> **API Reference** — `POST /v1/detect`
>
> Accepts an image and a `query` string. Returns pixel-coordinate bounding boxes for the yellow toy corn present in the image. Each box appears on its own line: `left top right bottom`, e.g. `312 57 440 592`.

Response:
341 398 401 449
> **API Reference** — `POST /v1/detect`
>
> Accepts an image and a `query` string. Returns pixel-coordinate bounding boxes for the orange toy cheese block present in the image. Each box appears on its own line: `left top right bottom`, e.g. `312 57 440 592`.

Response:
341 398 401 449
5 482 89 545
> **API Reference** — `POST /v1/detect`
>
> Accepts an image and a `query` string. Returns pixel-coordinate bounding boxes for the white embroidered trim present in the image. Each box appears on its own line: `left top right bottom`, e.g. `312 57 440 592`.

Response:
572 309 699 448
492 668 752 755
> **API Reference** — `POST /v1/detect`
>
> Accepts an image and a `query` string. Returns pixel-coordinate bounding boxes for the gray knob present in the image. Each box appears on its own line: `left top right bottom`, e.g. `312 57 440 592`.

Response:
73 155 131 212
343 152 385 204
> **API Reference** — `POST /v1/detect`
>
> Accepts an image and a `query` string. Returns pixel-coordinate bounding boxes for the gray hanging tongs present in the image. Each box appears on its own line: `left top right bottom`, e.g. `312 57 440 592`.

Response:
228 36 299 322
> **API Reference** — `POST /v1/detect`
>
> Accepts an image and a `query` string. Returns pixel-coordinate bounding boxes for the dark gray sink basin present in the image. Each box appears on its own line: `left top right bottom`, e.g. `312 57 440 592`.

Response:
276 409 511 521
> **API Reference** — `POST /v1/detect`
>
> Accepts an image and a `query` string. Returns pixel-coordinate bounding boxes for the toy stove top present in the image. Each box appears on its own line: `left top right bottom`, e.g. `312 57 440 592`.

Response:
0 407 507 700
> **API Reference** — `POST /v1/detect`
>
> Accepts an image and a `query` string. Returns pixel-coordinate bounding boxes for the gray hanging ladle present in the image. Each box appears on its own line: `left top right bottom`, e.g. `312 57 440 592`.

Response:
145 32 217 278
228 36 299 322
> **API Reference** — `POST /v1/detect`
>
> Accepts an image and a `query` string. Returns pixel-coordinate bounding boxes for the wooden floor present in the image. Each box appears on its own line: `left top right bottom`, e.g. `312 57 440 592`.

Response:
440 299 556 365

--------------------------------------------------

- Schriftliche Aufgabe -
Stelle sämtliche Zeilen oben als nummerierte Liste dar und lass dabei die Leerzeilen weg.

- Ausgearbeitete Antwort -
1. > **API Reference** — `POST /v1/detect`
2. >
3. > Accepts an image and a `query` string. Returns pixel-coordinate bounding boxes for the yellow toy corn present in the image. Each box appears on its own line: `left top right bottom`, e.g. `312 57 440 592`.
4. Response:
5. 341 398 401 449
6. > **API Reference** — `POST /v1/detect`
7. >
8. > Accepts an image and a `query` string. Returns pixel-coordinate bounding boxes for the orange toy cheese block present in the image. Each box appears on its own line: `left top right bottom`, e.g. `312 57 440 592`.
9. Response:
10. 341 398 401 449
11. 5 482 89 545
12. > **API Reference** — `POST /v1/detect`
13. >
14. > Accepts an image and a `query` string. Returns pixel-coordinate bounding boxes for the white embroidered trim present in the image. Each box appears on its own line: `left top right bottom`, e.g. `312 57 440 592`.
15. Response:
16. 572 309 699 448
17. 492 668 752 755
18. > **API Reference** — `POST /v1/detect`
19. >
20. > Accepts an image and a `query` string. Returns pixel-coordinate bounding boxes for the gray knob present in the image. Each box appears on its own line: `left top right bottom`, e.g. `312 57 440 592`.
21. Response:
22. 73 155 131 212
23. 343 152 385 204
24. > **API Reference** — `POST /v1/detect`
25. >
26. > Accepts an image and a `query` string. Returns pixel-coordinate bounding boxes for the gray hanging tongs present in the image. Each box appears on its own line: `left top right bottom`, e.g. `312 57 440 592`.
27. Response:
28. 228 36 299 322
29. > **API Reference** — `POST /v1/detect`
30. >
31. > Accepts an image and a `query` string. Returns pixel-coordinate bounding boxes for the dark gray sink basin present in the image. Each box appears on its own line: `left top right bottom`, e.g. `312 57 440 592`.
32. Response:
33. 276 409 511 521
34. > **API Reference** — `POST /v1/detect`
35. >
36. > Accepts an image and a `query` string. Returns pixel-coordinate bounding boxes for the toy stove top present in the image. Each box appears on its own line: `left top right bottom`, e.g. `312 57 440 592`.
37. Response:
38. 0 407 507 700
39. > **API Reference** — `POST /v1/detect`
40. >
41. > Accepts an image and a `query` string. Returns pixel-coordinate bounding boxes for the gray hanging ladle present in the image. Each box appears on its own line: `left top right bottom`, e.g. `312 57 440 592`.
42. Response:
43. 145 32 217 278
44. 228 36 299 322
45. > **API Reference** — `POST /v1/detect`
46. >
47. > Accepts an image and a `query` string. Returns pixel-coordinate bounding boxes for the wooden floor present in the image. Each box appears on its own line: `left top right bottom`, e.g. `312 57 440 592`.
48. Response:
49. 440 299 556 365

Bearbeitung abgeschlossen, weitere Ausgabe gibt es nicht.